#### Consigne 1
Citez intégralement l'extrait ci-dessous sur les précisions du ministre de la défense au sujet du Kosovo.

#### Passage choisi
↓

M. Alain Richard, ministre de la défense, a alors apporté, en réponse aux commissaires, les précisions suivantes :

- le ministre a déclaré disposer de très peu d'éléments pour se prononcer sur les circonstances du massacre de Racak.

- M. Milosevic n'est pas le seul interlocuteur de la communauté internationale ; l'armée de libération du Kosovo a démontré depuis quelques semaines qu'elle est capable de modifier la réalité sur le terrain ;

- lorsque le cadre politique a été fixé par la communauté internationale au mois d'octobre dernier, elle a sans doute sous-estimé la capacité de prise de contrôle territorial de l'armée de libération du Kosovo ; si la communauté internationale devait aujourd'hui réagir par la force à une situation qui a évolué, cela nécessiterait l'accord politique de plusieurs pays et un cadre de légitimité internationale, autant d'éléments qui ne peuvent être réunis rapidement ;

- la mission de la force d'extraction est de porter secours, le cas échéant, à des vérificateurs de l'OSCE placés dans des situations d'engagement et de conflit local. La chaîne de commandement de cette force d'extraction relève, s'agissant d'un dispositif de l'OTAN, du commandement suprême allié en Europe (SACEUR) ou de ses délégués en cas d'urgence. L'Alliance planifie la mise en place d'une éventuelle force d'évacuation aux capacités plus importantes qui, en cas de dégradation de la situation, pourrait, après regroupement des vérificateurs, organiser une évacuation généralisée ;

- la population albanaise est de plus en plus solidaire de la communauté albanophone du Kosovo ; s'agissant de la Macédoine, la situation est quelque peu différente même si une sympathie analogue est perceptible à l'égard de la population du Kosovo ;

- enfin, tout recours à la force poserait à nouveau la question de la nécessité d'une nouvelle résolution du Conseil de sécurité de l'ONU, ce qui constituerait une difficulté supplémentaire.

↑

#### Consigne 2
Comptez les lignes des enregistrements ci-dessous qui contiennent le mot « jacket », puis indiquez uniquement ce nombre.

#### Enregistrements d'identification de positions
↓

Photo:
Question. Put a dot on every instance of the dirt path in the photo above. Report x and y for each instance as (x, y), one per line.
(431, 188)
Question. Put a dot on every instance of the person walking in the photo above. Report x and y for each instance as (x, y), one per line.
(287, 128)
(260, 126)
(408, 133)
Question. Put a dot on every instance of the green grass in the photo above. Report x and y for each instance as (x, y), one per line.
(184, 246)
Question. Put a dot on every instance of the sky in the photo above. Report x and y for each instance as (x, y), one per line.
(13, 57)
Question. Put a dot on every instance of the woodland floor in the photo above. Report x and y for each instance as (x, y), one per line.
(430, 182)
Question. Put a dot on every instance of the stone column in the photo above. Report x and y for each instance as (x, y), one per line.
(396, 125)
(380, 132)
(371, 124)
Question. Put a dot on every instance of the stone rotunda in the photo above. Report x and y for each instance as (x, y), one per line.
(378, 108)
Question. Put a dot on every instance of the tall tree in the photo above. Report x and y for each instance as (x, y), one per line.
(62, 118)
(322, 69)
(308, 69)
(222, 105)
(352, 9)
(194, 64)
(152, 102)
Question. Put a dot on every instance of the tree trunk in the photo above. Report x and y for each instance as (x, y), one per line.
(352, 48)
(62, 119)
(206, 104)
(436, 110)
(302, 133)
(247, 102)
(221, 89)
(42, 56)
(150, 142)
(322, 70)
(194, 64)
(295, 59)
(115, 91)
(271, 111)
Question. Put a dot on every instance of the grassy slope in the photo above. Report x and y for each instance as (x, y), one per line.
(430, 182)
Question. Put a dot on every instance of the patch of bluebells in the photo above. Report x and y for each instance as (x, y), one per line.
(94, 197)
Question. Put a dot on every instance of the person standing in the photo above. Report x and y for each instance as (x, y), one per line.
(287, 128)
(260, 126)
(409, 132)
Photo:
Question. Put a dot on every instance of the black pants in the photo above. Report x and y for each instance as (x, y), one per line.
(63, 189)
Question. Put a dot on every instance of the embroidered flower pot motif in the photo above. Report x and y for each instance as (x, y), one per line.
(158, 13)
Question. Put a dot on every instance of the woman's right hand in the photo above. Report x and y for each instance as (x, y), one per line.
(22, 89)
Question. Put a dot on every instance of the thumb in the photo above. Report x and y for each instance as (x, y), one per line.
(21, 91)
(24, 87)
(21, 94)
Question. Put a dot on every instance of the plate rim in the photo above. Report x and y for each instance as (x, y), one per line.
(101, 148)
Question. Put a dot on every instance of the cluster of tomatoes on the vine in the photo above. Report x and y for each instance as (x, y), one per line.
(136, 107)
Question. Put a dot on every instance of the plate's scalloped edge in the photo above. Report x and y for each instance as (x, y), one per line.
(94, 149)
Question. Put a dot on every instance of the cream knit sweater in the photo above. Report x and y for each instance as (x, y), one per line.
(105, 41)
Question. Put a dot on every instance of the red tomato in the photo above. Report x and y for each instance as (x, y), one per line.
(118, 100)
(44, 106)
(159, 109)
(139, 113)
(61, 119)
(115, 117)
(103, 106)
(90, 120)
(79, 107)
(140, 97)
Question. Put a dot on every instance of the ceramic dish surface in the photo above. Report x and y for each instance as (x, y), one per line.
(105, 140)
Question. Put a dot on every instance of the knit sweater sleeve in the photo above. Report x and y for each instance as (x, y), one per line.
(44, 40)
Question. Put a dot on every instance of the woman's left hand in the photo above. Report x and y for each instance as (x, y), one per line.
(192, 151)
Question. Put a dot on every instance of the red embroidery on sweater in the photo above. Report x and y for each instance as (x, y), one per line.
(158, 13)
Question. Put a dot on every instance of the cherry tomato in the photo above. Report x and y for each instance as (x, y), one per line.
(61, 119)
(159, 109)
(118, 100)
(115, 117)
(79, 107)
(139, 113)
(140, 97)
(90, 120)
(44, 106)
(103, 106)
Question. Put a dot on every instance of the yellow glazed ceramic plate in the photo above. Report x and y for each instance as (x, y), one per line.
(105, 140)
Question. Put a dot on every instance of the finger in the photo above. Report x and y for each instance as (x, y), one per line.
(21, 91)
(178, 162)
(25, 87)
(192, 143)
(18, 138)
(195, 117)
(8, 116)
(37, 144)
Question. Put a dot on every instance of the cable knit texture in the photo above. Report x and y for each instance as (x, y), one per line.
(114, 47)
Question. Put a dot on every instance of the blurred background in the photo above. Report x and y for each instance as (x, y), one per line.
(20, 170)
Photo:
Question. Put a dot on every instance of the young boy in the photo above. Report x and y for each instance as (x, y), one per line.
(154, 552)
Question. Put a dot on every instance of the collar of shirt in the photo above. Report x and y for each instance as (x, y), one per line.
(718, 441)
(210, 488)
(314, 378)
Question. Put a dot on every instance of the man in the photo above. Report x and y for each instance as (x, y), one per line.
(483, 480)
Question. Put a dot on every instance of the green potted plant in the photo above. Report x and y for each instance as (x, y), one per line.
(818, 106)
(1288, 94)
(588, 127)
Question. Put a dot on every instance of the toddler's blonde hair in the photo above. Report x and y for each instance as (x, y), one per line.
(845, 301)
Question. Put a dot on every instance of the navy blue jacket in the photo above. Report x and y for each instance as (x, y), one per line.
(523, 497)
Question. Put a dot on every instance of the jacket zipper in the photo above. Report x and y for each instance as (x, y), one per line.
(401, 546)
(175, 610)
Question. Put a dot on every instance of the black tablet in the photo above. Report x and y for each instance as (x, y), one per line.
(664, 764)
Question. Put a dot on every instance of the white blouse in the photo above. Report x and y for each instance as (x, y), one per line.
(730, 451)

↑

#### Réponse attendue 1
M. Alain Richard, ministre de la défense, a alors apporté, en réponse aux commissaires, les précisions suivantes :

- le ministre a déclaré disposer de très peu d'éléments pour se prononcer sur les circonstances du massacre de Racak.

- M. Milosevic n'est pas le seul interlocuteur de la communauté internationale ; l'armée de libération du Kosovo a démontré depuis quelques semaines qu'elle est capable de modifier la réalité sur le terrain ;

- lorsque le cadre politique a été fixé par la communauté internationale au mois d'octobre dernier, elle a sans doute sous-estimé la capacité de prise de contrôle territorial de l'armée de libération du Kosovo ; si la communauté internationale devait aujourd'hui réagir par la force à une situation qui a évolué, cela nécessiterait l'accord politique de plusieurs pays et un cadre de légitimité internationale, autant d'éléments qui ne peuvent être réunis rapidement ;

- la mission de la force d'extraction est de porter secours, le cas échéant, à des vérificateurs de l'OSCE placés dans des situations d'engagement et de conflit local. La chaîne de commandement de cette force d'extraction relève, s'agissant d'un dispositif de l'OTAN, du commandement suprême allié en Europe (SACEUR) ou de ses délégués en cas d'urgence. L'Alliance planifie la mise en place d'une éventuelle force d'évacuation aux capacités plus importantes qui, en cas de dégradation de la situation, pourrait, après regroupement des vérificateurs, organiser une évacuation généralisée ;

- la population albanaise est de plus en plus solidaire de la communauté albanophone du Kosovo ; s'agissant de la Macédoine, la situation est quelque peu différente même si une sympathie analogue est perceptible à l'égard de la population du Kosovo ;

- enfin, tout recours à la force poserait à nouveau la question de la nécessité d'une nouvelle résolution du Conseil de sécurité de l'ONU, ce qui constituerait une difficulté supplémentaire.

#### Réponse attendue 2
2